#### Problem:
Rewrite the lines of the listing from the line containing "Reviewer check: every instance of the street" through the end of the listing, both included, with "street lamp" replaced by "streetlight" and everything else unchanged. Give only those lines.

#### Data provided:
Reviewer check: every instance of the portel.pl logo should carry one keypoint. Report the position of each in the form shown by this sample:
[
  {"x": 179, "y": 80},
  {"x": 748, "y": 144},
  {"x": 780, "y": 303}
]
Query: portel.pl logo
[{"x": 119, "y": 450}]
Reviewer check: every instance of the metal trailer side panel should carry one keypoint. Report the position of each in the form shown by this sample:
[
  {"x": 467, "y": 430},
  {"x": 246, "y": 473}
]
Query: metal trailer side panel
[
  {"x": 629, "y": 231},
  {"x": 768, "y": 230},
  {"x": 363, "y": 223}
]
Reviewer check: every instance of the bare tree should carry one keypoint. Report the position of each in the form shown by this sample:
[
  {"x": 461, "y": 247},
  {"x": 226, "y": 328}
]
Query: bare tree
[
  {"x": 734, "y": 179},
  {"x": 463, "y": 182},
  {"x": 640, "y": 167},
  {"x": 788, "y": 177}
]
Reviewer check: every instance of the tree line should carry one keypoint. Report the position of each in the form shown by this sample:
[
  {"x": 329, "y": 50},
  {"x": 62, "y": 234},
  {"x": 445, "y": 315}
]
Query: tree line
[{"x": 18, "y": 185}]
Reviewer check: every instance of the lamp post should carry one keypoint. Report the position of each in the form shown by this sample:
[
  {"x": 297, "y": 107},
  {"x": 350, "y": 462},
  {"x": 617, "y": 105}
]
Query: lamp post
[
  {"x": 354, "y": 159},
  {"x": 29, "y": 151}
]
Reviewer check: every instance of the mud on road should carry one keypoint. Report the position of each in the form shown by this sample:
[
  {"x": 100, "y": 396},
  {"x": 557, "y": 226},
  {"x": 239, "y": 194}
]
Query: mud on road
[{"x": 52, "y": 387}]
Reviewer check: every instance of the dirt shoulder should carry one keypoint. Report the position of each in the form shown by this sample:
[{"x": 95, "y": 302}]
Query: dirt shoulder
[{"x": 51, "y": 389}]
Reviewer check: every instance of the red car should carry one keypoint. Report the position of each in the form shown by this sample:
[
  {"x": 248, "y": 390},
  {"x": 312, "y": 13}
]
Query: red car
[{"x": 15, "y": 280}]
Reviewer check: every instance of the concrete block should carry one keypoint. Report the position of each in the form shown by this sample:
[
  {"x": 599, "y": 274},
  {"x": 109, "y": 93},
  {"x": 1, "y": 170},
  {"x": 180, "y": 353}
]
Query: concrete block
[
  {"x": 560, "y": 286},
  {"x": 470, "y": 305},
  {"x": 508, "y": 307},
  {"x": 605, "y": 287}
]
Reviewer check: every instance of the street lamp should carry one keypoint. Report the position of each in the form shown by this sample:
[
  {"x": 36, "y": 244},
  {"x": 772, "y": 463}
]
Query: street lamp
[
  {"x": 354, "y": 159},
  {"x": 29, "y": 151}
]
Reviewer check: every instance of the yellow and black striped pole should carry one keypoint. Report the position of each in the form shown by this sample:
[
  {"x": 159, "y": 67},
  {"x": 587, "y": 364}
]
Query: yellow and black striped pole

#### Answer to this exercise:
Reviewer check: every instance of the streetlight should carry one keypoint. Report the position of each in the form shown by this sample:
[
  {"x": 36, "y": 244},
  {"x": 772, "y": 463}
]
Query: streetlight
[
  {"x": 354, "y": 159},
  {"x": 29, "y": 151}
]
Reviewer check: every instance of the yellow and black striped pole should carry one keypoint. Report the position of each in the form shown by this sample:
[
  {"x": 159, "y": 67},
  {"x": 587, "y": 364}
]
Query: yellow and black striped pole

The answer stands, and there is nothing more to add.